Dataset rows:
=======
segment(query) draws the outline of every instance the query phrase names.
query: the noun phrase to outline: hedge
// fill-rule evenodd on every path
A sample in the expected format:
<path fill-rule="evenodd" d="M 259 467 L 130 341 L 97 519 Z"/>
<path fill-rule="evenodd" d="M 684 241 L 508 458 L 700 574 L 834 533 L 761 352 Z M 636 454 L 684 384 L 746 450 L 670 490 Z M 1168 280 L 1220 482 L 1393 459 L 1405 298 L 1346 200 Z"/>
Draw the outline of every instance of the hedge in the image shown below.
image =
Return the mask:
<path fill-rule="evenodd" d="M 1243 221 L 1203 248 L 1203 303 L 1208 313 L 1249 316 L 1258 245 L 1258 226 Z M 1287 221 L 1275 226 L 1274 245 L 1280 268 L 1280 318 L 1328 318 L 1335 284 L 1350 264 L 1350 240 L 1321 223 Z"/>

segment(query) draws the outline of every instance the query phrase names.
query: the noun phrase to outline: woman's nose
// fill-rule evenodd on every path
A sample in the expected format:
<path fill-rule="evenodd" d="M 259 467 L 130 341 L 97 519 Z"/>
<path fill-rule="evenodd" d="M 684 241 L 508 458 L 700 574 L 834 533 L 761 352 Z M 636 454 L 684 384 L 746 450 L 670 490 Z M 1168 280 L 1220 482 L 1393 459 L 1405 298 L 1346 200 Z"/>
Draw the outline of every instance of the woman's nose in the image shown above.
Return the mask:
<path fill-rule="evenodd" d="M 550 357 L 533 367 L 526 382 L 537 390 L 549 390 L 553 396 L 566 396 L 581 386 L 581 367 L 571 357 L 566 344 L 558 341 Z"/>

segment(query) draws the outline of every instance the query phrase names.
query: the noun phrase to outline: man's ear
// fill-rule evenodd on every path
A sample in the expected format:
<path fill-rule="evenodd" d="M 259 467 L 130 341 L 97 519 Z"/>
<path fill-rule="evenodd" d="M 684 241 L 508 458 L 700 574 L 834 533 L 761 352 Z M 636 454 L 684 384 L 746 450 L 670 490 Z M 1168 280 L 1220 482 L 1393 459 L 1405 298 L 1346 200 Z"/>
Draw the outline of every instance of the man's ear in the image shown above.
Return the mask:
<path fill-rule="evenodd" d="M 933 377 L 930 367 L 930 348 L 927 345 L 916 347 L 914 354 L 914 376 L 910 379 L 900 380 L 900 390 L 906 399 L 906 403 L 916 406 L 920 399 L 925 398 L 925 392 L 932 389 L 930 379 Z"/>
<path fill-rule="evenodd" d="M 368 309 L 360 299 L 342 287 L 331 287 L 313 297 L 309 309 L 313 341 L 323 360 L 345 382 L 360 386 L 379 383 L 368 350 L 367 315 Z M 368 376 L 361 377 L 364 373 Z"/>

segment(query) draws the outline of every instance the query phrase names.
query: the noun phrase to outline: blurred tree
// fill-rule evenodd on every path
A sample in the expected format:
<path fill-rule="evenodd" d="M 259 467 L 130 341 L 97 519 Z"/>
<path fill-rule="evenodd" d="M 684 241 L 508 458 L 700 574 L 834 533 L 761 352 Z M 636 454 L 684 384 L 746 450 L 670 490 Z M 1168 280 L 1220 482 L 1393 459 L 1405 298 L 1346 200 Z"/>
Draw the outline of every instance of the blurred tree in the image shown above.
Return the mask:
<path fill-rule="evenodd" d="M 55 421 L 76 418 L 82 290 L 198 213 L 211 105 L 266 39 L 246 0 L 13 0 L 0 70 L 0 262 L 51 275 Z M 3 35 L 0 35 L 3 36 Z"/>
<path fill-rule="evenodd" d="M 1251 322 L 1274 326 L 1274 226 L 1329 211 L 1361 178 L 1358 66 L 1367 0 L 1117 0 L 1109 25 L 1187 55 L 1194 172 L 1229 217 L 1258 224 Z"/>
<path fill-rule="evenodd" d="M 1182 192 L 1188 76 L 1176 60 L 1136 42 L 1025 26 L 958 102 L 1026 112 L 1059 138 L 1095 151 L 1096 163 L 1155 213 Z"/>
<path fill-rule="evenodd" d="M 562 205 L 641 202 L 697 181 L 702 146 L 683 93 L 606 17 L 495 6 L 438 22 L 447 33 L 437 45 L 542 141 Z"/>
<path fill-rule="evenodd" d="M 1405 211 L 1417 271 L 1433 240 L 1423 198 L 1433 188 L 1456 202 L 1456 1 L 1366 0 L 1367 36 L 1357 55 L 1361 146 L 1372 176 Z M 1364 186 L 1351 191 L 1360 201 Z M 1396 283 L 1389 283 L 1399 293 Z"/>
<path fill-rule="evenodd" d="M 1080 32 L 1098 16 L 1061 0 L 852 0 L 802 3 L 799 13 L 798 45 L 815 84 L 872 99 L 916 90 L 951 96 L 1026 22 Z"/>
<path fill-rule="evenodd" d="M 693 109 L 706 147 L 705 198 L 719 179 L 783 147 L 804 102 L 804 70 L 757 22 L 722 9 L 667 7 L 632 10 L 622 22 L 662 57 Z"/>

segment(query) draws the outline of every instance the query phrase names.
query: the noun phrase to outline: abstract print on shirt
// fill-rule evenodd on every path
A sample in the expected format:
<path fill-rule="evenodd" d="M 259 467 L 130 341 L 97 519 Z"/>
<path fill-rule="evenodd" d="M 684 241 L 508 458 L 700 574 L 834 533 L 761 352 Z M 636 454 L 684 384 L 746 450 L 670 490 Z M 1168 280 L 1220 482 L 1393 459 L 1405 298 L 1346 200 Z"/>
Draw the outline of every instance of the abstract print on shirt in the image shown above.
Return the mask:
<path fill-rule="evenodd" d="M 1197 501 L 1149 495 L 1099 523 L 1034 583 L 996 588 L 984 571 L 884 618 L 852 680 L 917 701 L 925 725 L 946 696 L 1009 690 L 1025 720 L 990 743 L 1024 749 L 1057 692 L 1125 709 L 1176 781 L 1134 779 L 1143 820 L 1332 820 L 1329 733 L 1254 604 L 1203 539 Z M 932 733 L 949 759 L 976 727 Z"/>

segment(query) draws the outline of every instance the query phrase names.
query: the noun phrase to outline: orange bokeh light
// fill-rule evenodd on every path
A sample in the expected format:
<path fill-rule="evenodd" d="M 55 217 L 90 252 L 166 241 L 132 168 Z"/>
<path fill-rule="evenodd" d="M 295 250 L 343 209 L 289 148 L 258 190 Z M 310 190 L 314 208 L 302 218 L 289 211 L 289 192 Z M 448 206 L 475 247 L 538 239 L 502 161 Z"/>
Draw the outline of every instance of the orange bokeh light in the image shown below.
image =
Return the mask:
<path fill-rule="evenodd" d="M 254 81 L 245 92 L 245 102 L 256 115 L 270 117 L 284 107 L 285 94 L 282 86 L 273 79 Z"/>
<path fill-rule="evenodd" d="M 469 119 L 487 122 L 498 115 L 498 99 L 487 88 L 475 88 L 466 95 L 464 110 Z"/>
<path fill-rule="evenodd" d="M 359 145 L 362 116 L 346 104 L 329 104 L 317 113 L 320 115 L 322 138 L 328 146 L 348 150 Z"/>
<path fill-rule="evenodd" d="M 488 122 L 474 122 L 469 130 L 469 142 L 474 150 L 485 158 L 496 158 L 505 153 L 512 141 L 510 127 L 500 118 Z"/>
=======
*GIVEN INSTRUCTION*. Put the records into a Markdown table with the columns Row and Line, starting at the first line of the records and ending at the line that contains "1243 221 L 1203", both included. Give each line its row number and leave out blank lines.

*COMPLETE ANSWER*.
| Row | Line |
|---|---|
| 1 | segment(query) draws the outline of every instance the query phrase names. |
| 2 | query: the noun phrase to outline: hedge |
| 3 | // fill-rule evenodd on every path |
| 4 | A sample in the expected format: |
| 5 | <path fill-rule="evenodd" d="M 259 467 L 130 341 L 97 519 Z"/> |
| 6 | <path fill-rule="evenodd" d="M 684 241 L 508 458 L 700 574 L 834 533 L 761 352 Z M 636 454 L 684 384 L 746 450 L 670 490 Z M 1168 280 L 1220 482 L 1393 459 L 1405 298 L 1346 200 Z"/> |
| 7 | Draw the outline of every instance of the hedge in the image shown below. |
| 8 | image = |
| 9 | Return the mask: |
| 10 | <path fill-rule="evenodd" d="M 1243 221 L 1203 248 L 1203 303 L 1208 313 L 1249 316 L 1258 245 L 1258 226 Z M 1287 221 L 1275 226 L 1274 245 L 1280 268 L 1280 318 L 1328 318 L 1335 284 L 1350 264 L 1350 240 L 1321 223 Z"/> |